Enregistrements issus d'un jeu de données
○ ○ ○

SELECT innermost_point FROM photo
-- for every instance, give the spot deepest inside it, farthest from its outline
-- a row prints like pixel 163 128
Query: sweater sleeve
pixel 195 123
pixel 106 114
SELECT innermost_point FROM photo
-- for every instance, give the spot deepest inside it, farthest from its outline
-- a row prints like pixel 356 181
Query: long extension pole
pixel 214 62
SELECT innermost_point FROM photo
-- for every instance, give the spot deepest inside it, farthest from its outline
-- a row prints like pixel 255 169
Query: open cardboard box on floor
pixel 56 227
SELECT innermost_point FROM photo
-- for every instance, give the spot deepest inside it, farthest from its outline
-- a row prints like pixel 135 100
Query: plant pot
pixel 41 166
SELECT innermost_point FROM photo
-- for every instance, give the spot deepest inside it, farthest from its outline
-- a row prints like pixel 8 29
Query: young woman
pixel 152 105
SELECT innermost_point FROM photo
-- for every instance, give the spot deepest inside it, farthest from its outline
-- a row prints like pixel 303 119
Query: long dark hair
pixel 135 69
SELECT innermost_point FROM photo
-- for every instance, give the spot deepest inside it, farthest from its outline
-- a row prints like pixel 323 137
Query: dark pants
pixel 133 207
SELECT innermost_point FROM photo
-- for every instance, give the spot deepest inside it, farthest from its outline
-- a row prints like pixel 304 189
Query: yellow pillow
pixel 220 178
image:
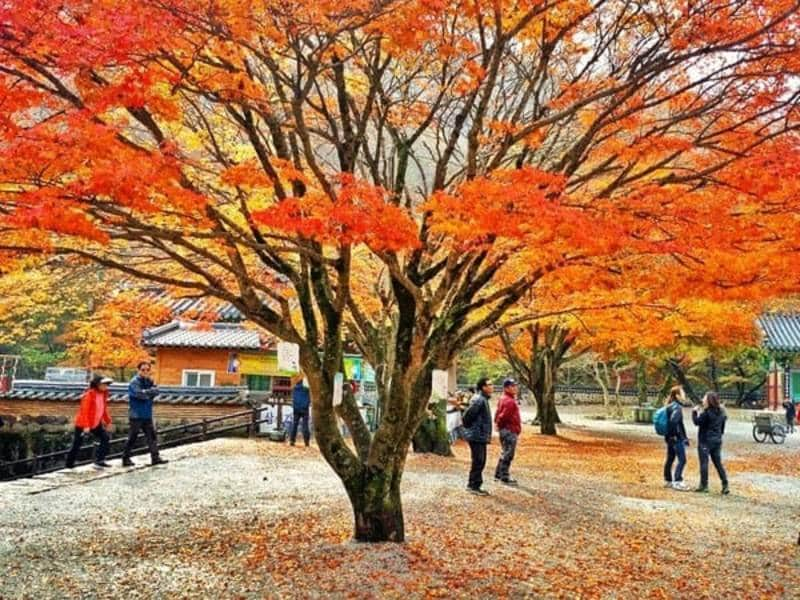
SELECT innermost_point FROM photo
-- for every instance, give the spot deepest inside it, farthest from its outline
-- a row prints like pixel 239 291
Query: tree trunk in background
pixel 641 383
pixel 548 415
pixel 432 435
pixel 680 377
pixel 538 371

○ ○ ○

- [Consignes à suivre]: Pouvez-vous reproduire à l'identique les lignes des enregistrements, depuis le début jusqu'à la ligne contenant "pixel 214 62", celle-ci comprise ?

- [Corrigé de l'exercice]:
SELECT innermost_point FROM photo
-- for every instance, give the spot deepest inside it, farthest from its outline
-- a row prints like pixel 163 128
Query: sweater sleeve
pixel 195 123
pixel 106 114
SELECT innermost_point FROM photo
-- for every instance, give the spot deepest inside it, farthest from its outline
-- a row prints like pixel 356 181
Query: long extension pole
pixel 214 62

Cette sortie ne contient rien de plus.